WRITTEN PROBLEM: Pull out every line in the entries below that contains the word "window", and copy each of those lines in full.

TASK INPUTS:

++++++

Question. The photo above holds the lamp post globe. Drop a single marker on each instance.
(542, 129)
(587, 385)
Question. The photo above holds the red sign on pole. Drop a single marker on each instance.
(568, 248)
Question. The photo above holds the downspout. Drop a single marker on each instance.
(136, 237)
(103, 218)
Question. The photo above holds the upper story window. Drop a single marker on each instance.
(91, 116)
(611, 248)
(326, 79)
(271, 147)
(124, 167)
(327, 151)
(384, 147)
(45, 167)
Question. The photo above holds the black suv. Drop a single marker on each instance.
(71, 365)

++++++

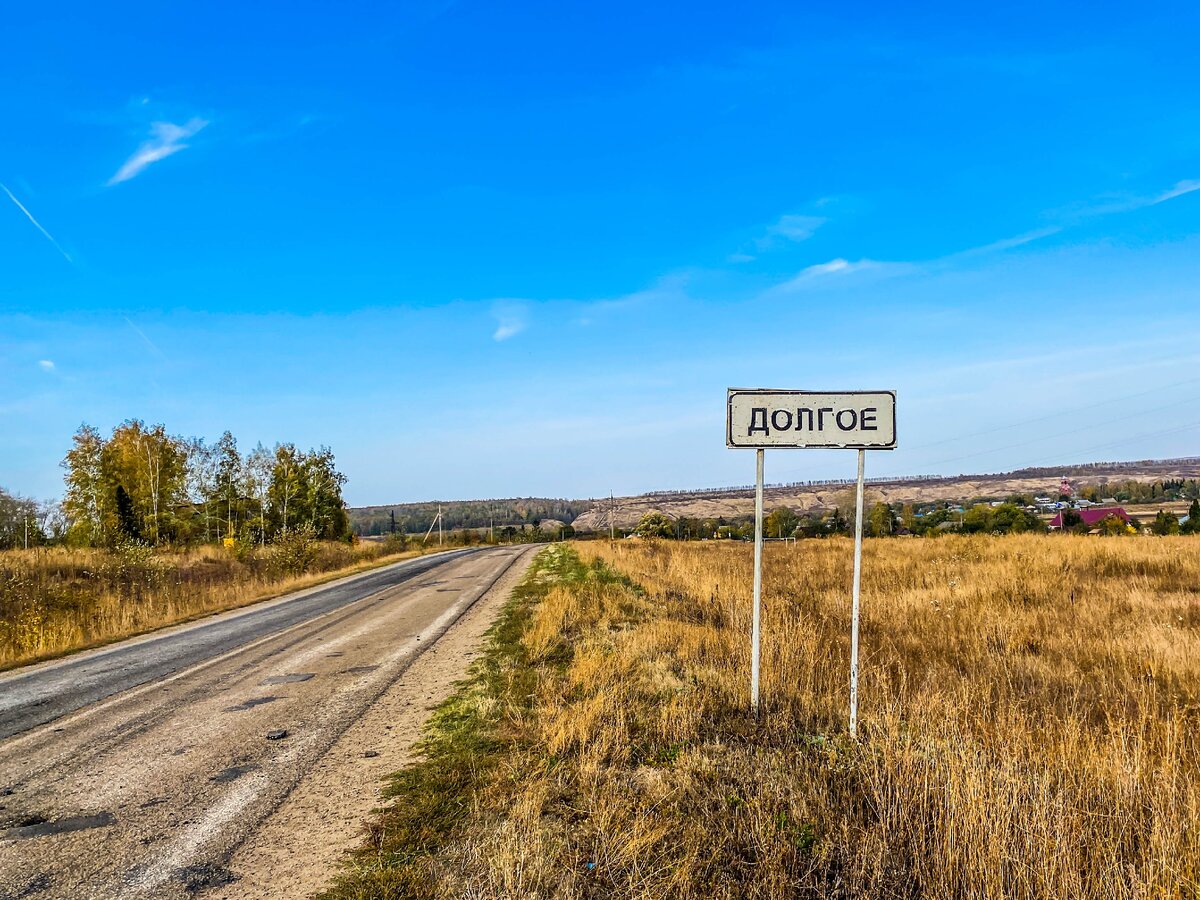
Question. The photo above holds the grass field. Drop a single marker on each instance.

++++++

WRITTEN RESPONSE:
Question. The photo above holds the upper story window. Drop a single marker on each instance.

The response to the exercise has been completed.